▶ _Brief_:
Copy out the rows below, substituting "one marker" for each occurrence of "a single dot" and leaving everything else as it is.

━━━━

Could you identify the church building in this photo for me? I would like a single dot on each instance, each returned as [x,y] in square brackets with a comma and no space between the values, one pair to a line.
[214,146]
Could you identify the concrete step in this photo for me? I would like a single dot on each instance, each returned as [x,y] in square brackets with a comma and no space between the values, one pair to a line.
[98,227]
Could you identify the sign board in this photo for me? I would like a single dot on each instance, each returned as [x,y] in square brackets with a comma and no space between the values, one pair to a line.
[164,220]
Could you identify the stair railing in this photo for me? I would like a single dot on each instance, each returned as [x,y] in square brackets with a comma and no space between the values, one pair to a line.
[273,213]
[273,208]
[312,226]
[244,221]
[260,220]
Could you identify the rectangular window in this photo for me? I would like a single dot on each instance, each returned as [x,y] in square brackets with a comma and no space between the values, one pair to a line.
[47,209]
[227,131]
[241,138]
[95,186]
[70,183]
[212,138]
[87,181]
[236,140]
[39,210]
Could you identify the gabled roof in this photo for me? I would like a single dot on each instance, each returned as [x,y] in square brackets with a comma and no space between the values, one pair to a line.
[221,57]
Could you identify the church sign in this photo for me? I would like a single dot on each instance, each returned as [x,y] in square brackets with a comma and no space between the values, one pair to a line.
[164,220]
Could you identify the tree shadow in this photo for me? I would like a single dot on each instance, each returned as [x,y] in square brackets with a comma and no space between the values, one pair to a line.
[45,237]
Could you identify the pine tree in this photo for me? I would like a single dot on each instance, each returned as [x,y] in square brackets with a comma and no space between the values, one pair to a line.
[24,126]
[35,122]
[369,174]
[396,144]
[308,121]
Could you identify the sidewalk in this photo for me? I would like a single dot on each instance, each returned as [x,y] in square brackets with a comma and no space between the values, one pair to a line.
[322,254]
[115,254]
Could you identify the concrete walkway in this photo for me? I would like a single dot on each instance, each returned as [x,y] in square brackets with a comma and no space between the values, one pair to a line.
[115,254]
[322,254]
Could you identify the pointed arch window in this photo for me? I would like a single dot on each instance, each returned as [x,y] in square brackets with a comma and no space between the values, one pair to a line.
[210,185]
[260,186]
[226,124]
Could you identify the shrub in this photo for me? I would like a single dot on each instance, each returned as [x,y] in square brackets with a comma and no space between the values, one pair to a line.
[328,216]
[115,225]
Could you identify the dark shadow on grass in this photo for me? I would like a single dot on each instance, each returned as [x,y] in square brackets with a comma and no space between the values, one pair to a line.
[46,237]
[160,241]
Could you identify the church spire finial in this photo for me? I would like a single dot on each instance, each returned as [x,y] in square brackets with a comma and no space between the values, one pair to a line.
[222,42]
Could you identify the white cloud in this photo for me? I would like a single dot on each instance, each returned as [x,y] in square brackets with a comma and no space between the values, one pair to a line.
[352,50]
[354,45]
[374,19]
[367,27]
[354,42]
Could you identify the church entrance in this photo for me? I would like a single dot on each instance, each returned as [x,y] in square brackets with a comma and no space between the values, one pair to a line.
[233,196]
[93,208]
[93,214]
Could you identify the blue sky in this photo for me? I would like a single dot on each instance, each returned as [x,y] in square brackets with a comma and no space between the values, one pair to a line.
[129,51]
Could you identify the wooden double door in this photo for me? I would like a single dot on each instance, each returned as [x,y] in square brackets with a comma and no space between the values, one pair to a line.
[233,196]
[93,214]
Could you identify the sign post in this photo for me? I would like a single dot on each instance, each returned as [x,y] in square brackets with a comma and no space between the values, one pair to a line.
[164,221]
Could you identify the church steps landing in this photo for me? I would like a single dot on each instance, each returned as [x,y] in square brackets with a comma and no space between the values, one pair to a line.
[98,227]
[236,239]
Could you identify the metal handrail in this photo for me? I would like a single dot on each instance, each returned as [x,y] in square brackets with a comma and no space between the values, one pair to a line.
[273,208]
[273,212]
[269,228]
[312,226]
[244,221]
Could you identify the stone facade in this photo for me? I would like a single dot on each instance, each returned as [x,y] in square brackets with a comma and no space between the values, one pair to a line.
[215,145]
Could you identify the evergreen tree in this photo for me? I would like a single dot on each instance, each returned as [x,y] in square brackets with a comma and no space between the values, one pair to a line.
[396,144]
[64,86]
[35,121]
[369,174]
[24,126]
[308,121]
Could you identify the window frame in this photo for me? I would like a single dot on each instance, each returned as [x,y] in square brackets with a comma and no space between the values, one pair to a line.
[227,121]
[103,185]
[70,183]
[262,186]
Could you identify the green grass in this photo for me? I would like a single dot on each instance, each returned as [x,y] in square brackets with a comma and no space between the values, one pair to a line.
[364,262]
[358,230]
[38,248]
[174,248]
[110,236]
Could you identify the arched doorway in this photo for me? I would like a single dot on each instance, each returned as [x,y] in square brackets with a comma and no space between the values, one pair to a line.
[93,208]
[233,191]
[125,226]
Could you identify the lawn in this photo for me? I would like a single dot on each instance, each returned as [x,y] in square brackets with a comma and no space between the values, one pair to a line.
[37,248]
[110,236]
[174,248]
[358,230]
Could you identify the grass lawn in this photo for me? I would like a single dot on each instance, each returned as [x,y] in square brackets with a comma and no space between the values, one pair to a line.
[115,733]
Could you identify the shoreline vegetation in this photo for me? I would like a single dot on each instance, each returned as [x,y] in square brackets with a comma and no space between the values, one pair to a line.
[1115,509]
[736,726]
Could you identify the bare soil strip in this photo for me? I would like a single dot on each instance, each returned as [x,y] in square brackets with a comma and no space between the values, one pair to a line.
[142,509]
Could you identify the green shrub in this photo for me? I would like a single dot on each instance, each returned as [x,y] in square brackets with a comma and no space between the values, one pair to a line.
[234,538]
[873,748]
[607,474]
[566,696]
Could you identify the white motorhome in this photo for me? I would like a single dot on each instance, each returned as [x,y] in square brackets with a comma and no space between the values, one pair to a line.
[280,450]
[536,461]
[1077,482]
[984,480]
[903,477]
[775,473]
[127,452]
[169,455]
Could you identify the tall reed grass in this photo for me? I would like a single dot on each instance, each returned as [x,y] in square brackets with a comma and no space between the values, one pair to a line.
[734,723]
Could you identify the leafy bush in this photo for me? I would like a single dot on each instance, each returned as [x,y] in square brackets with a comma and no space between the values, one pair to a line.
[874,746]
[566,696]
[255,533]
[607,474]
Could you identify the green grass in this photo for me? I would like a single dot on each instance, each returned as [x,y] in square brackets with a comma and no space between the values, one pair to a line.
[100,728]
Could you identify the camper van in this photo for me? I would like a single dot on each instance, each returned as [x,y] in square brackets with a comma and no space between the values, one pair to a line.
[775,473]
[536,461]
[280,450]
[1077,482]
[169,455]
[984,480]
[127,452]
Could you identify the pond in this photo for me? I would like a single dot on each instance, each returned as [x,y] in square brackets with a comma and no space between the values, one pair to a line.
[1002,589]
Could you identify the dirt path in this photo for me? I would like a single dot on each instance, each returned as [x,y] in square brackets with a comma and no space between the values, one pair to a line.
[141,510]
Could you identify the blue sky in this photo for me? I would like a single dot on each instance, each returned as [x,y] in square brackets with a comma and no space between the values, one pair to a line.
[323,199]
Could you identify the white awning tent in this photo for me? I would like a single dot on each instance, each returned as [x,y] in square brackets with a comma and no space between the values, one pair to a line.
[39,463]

━━━━

▶ _Solution below_:
Could you identify the church building in this photo for me? I would like one marker on each instance, each returned as [x,y] in square brackets with a comma and no space between the values, one pair to a line.
[214,146]
Could you identify the concrete step in this photo for me? I would like one marker on each instance, each returned as [x,y] in square brackets with a comma and no space between the values, one pair to a line.
[98,227]
Could you identify the sign board in this photo for me? I would like one marker on each instance, each returned as [x,y] in square brackets with a comma and no space between the values, one pair to a line.
[164,220]
Could you identify the stair railing in this photo for me? I would like one marker on each instance, each returned as [x,y] in square brackets with a comma and no space between the values, one pair to a line.
[273,213]
[273,208]
[312,226]
[244,221]
[260,220]
Could you identify the rectangular window in this photo for me? I would like one marker on each instance, each returned as [x,y] in square brackets with a comma and no space between the values, one pair to a line.
[47,209]
[227,131]
[241,138]
[95,186]
[70,183]
[212,138]
[87,181]
[236,140]
[39,210]
Could you identify the gabled roof in this photo for me? I would like one marker on each instance, each returned as [x,y] in square brackets with a comma and no space between the values, one pair to a line.
[221,57]
Could you identify the church sign in this photo for me? I would like one marker on each instance, each returned as [x,y] in square brackets with a comma and no space between the values, one pair to a line.
[164,220]
Could you identify the tree shadow in this photo for me? I would like one marker on each instance, each returned as [x,y] in square brackets with a comma and no space between the values, one pair to a line.
[45,237]
Could you identify the pine tree in this photo for me? I would like one marker on each instance, each returned as [x,y] in square brackets with a comma and no space between the values, one pair to a line.
[24,126]
[35,122]
[369,174]
[396,144]
[308,121]
Could you identify the sidewalk in this photo for me? I would like one marker on each instance, each returned as [x,y] in square brackets with a comma and no space between the values, one pair to a line.
[322,254]
[115,254]
Could you identify the concrete walkway in this photo for me? I would like one marker on each instance, each returned as [x,y] in square brackets with a comma and no space between the values, one pair to a line.
[115,254]
[322,254]
Could you identify the pointed arch window in this photo for me? I would like one marker on each instance, each returned as [x,y] in square brackets with a comma and no space between the values, one pair to a line.
[210,185]
[260,186]
[226,124]
Could you identify the shrub in this photo for me? I would like one marker on each instance, each returned as [x,y] in square brackets with a comma and no space between the values, one pair to a line.
[328,216]
[115,225]
Could you identify the dark shadow on grass in this photo for me? I would like one marker on each instance, each returned as [x,y] in square brackets with a comma and no space between the values, one pair to a line.
[46,237]
[160,241]
Could you identify the church spire finial in this photo for me? I would like one marker on each instance, each returned as [x,y] in square brackets with a comma and no space between the values, one pair to a line.
[222,42]
Could you identify the white cloud in this photo for me? I would like one marker on each instance, each returned as [x,y] in square brackets with a comma and no space between the values, one pair to a line.
[352,50]
[354,45]
[374,19]
[367,27]
[354,42]
Could you identify the church entrance in this photo for me? I would like one marker on each instance, each returned as [x,y] in square brackets with a comma and no space between the values, one pair to a line.
[233,196]
[93,208]
[93,214]
Could you identify the blue sky in this photo for me? I would like one marker on each instance, each returned as [x,y] in square brackets with a comma and no space between the values, one pair to a line.
[129,51]
Could you identify the wooden double door in this photo for me? I would like one marker on each instance, each returned as [x,y] in square brackets with a comma and no space between the values, one pair to a line.
[233,196]
[93,214]
Could you identify the sign post in this photo for me? I would like one marker on each instance, each returned as [x,y] in square brackets with a comma and no space between the values, one pair to a line.
[164,221]
Could you identify the church steps landing in this photo for me? I would like one marker on each instance, each returned as [x,y] in square brackets with a comma and no space between the values, one pair to a line.
[98,227]
[236,239]
Could you identify the metal handrail in this photo for me? I would like one marker on each instance, each returned as [x,y] in square brackets with a comma and no space between the values, one pair to a line.
[273,208]
[273,212]
[269,228]
[312,226]
[244,221]
Could you identify the stone facade in this photo for me? I would like one marker on each instance, each returned as [x,y] in square brackets with a comma and no space between the values, one pair to a line.
[215,145]
Could you identify the evergreen tree in this photo for me? I would like one marker on each instance, each returned as [x,y] in square brackets with a comma and no space between the values, one pair to a line.
[396,144]
[64,86]
[35,121]
[369,174]
[24,126]
[308,121]
Could you identify the window frame in this photo for me? I would like one marker on each instance, each returned as [x,y] in square brackets with a comma and no space between the values, one pair to a line.
[227,121]
[103,185]
[70,183]
[262,186]
Could you identify the green grass in this photo for me? I would like one marker on each instance, each returned as [x,y] in square brackets with a comma and no space between the values, one pair to a line.
[364,262]
[358,230]
[38,248]
[174,248]
[110,236]
Could you identify the arched doorway in this photo for me? I would like one marker on each instance, each returned as [x,y] in square brackets with a comma and no space between the values, one pair to a line.
[93,208]
[233,191]
[125,226]
Could you identify the lawn in this photo for me? I would like one marker on each instance, each returned as [x,y] in square brackets with a comma and no space between the values, one pair to a line.
[37,248]
[110,236]
[174,248]
[358,230]
Could you identify the grass lawn in this photo for me? I would like one marker on each instance, each returned as [x,y] in square brackets with a comma and no space between the values, one pair to a line.
[115,733]
Could you identify the shoreline vegetation in this photo for me? I would like one marker on each instance, each returned as [x,y] in square brackets with a comma and no space between the values, one pair to a line.
[1115,509]
[736,726]
Could you identify the bare soil strip in this photo for me? I would like one marker on each instance, each returned as [x,y] in square brackets with a comma and no space between the values, one pair to a line.
[142,509]
Could you identify the green shrub in this photo for me? I would like one marker on each instance, each returned as [x,y] in square brackets with a comma and no space between the values, one pair to a line.
[234,538]
[873,748]
[607,474]
[566,696]
Could you identify the white motorhome in this photo for me? I would like one marker on each instance, each returned as [x,y] in square brackets with a comma and no space between the values, one pair to a line.
[280,450]
[536,461]
[1077,482]
[984,480]
[903,477]
[775,473]
[127,452]
[169,455]
Could you identify the tall reed grass in this photo for me? I would like one marker on each instance, each returned as [x,y] in square brackets with a comma and no space between the values, one pair to a line.
[734,723]
Could you identify the leafy bush in this photo for me? I would like one marker on each instance, each returned as [x,y] in square brackets with a comma and no space between the values, one pair to a line.
[874,746]
[566,696]
[255,533]
[607,474]
Could you identify the green grass in this photo for me? I would like one marker on each instance, each returned as [x,y] in square brackets with a comma and no space between the values, one pair to a line.
[100,728]
Could you identify the camper van in this photo for me? I would like one marker on each instance, each returned as [x,y] in square brackets with a comma and no space between the values, one pair to a line.
[775,473]
[536,461]
[280,450]
[1077,482]
[169,455]
[984,480]
[127,452]
Could you identify the pond in this photo for me? I would like one marker on each instance, each returned as [x,y] in square brackets with a comma and no space between the values, one pair to a line.
[1002,589]
Could you identify the dirt path in this photo for me? I would like one marker on each instance, each returned as [x,y] in square brackets with a comma and no space between the values, one pair to a line.
[141,510]
Could you identify the blue sky in this photo for me? I would like one marker on each instance, each returned as [x,y] in square brackets with a comma and no space between the values, one pair to a line.
[323,199]
Could you identify the white awning tent in this photo for me? I would like one marker on each instance, each returned as [x,y] in square brackets with a comma and no space between the values, one pair to a line.
[39,463]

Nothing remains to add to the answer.